■ TASK OBJECTIVE ■
Extract all lines from the data beneath that include the word "short".

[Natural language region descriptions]
____

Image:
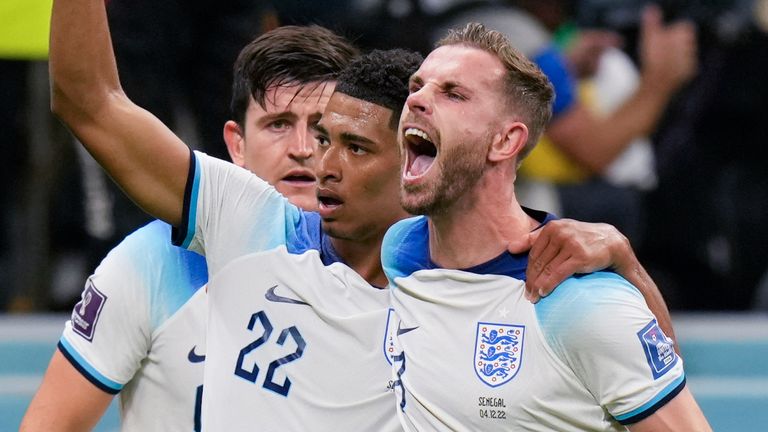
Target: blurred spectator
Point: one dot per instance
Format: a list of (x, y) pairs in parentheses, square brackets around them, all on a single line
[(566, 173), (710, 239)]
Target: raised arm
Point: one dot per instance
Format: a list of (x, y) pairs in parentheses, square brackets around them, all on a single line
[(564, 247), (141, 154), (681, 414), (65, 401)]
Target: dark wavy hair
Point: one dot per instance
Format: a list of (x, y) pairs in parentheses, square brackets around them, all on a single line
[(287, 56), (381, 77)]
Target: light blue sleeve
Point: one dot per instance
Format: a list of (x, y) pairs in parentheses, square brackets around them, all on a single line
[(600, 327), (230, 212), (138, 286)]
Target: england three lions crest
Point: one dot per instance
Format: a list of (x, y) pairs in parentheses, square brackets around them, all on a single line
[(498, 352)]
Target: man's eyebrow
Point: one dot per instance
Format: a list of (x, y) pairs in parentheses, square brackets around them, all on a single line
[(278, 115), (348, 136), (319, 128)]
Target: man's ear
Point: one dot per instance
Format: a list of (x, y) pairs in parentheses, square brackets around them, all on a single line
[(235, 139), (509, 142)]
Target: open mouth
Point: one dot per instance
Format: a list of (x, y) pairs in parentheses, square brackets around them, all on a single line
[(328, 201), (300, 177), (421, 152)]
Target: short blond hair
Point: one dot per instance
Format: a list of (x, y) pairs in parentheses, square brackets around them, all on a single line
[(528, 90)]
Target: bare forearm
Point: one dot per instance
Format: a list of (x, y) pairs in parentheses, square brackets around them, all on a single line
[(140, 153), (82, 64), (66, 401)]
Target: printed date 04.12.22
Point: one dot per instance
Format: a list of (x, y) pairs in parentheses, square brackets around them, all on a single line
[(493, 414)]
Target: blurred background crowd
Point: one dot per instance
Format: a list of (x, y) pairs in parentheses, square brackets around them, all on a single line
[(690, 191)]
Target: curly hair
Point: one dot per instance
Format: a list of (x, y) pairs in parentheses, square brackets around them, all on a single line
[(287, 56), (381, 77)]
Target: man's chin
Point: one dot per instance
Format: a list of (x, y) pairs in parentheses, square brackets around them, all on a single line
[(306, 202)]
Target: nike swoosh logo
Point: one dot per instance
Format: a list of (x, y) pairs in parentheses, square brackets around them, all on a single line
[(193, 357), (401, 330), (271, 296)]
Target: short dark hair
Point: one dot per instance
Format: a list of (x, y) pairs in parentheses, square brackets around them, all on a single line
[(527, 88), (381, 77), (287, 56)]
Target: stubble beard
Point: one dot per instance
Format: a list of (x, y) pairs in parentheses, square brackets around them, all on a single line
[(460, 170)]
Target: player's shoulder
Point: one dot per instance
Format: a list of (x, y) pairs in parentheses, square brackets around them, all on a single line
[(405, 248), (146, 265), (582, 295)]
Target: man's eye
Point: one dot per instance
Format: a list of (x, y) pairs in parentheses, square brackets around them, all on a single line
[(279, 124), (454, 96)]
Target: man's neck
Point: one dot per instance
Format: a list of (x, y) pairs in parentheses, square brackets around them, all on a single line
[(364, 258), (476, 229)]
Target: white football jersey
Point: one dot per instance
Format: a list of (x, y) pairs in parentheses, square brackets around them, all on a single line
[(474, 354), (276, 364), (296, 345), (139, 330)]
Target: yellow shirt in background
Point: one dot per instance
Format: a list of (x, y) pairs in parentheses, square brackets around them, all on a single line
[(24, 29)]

____

■ TASK SOLUTION ■
Target: short blond hair
Target: short dark hair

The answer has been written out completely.